* BEGIN Selection *

There is an unmistakable stamp on Jane Campion films. They are all beautifully shot, hauntingly slow, have a brilliant star cast, and the stories often reflect visceral, unsaid, emotional conflicts between the sexes. More than anything else, it is the visual detailing of her movies that lingers long after we have seen it. Who can forget those slow and caressing shots of the marshy New Zealand landscapes in ‘The Piano”, and the oozing lush-green wetness that literally drips off the screen into the viewer’s visual field? Jane campion’s cinematic magic lies in her ability to evoke different shades of moods visually first, and then allow the characters to blend and seep into the scene. There is a reason why Campion is considered one of the finest directors of the modern era. She understands the depth, beauty, and possibilities of the moving camera like very few do, and therefore, her work over the last forty years, is a testament to her, outstanding ability to bring the innermost kernel of the story visually alive on screen, and more than anything else, her subtle knack of drawing the viewer gently, without coercion, into the thick of the narrative, giving them an inside-out view of the unfolding drama. I like to compare Campion’s movies to Wordsworthian poems or Vermeer paintings—defiantly romantic, vibrantly lush, richly detailed, deeply sensitive, and aesthetically refined.
Jane Campion’s “The power of the dog” is currently streaming on Netflix, an adaptation of Thomas Savage’s 1977 novel by the same name. This is Campion’s first movie in the last ten years. She usually takes her time making one. The power of the dog is set in the early twentieth century at a ranch in sprawling Montana, overlooking a series of undulating hills that teases the eyes with its camouflage of light and shadows. The story is about two brothers who run the Ranch. They are cowboys, the younger brother Phil (played by the brilliant Benedict Cumberbatch) is rugged, manly, true to the frontier American blood who likes to castrate horses with his bare hands, swim naked and alone in the pond, and twine ropes from strips of cowhides; George the elder, on the other hand, is soft-spoken, cultivated, and refined, in contrast. The 1930s, the period this story is set in, was a period of transition from horses to Model T Ford’s, and Campion reminds us of these transitional times when America was moving away from the soil to the cities, by constantly juxtaposing the animal and the machine throughout the film. This contrast is also significant in the context of the characters in the story – the civilized versus the savage. George marries and brings home Rose and her grown-up teenage son Peter, who is studying to be a doctor. Phil doesn’t take well to Rose. He believes the quiet masculine camaraderie between the brothers is threatened by this feminine presence. The changing contours of the relationship between Phil and Rose, the slow deterioration of Rose’s stability and descent into alcoholism, and the final repudiation and removal of Phil’s emotional stranglehold over Rose, and Rose’s redemption, form the arch of the movie.

* END Selection *
* BEGIN Rows *

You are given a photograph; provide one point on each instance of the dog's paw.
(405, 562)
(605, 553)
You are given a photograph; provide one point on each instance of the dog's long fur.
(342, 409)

* END Rows *

**Goals:**
a - Answer these questions using the Jane Campion review:
(i) Which novel is "The power of the dog" adapted from?
(ii) Which painter does the writer compare Campion's movies to?
(iii) Where is "The power of the dog" currently streaming?
b - Proceed with the Jane Campion review, picking up right after its final sentence.
The data is separate from the Jane Campion review and should be kept apart from it.

**Results of the tasks:**
a -
(i) Thomas Savage's 1977 novel of the same name
(ii) Vermeer
(iii) Netflix

b -
The title ‘The power of the dog’ is derived from the Christian tradition, In King James’ Bible, Psalm 22:20 reads, “Deliver my soul from the sword; my darling from the power of the dog’. There are various interpretations of what this could mean. Some scholars claim this was a lament by King David to save his life (“my darling” indicates his life) from his enemies, others claim this verse is related to Queen Esther of Persia, and a few more take this to be a prophecy of Christ’s crucifixion. However, in popular Christian legends, dogs represent the forces of evil, the machinations of Satan. Remember the howling dogs in the movie Exorcist, and the black and menacing pet the young Damian has in The Omen, or Stephen King’s popular novel Cujo. Jane campion refers to this verse just once in the movie, when Peter (Rose’s son) is shown reading the verse from the Bible in his bedroom. The camera zooms into this verse. By this time, the viewer has an inkling of what this verse could mean in the context of the movie, without the need for a theological explanation. That is the beauty of Campion’s direction.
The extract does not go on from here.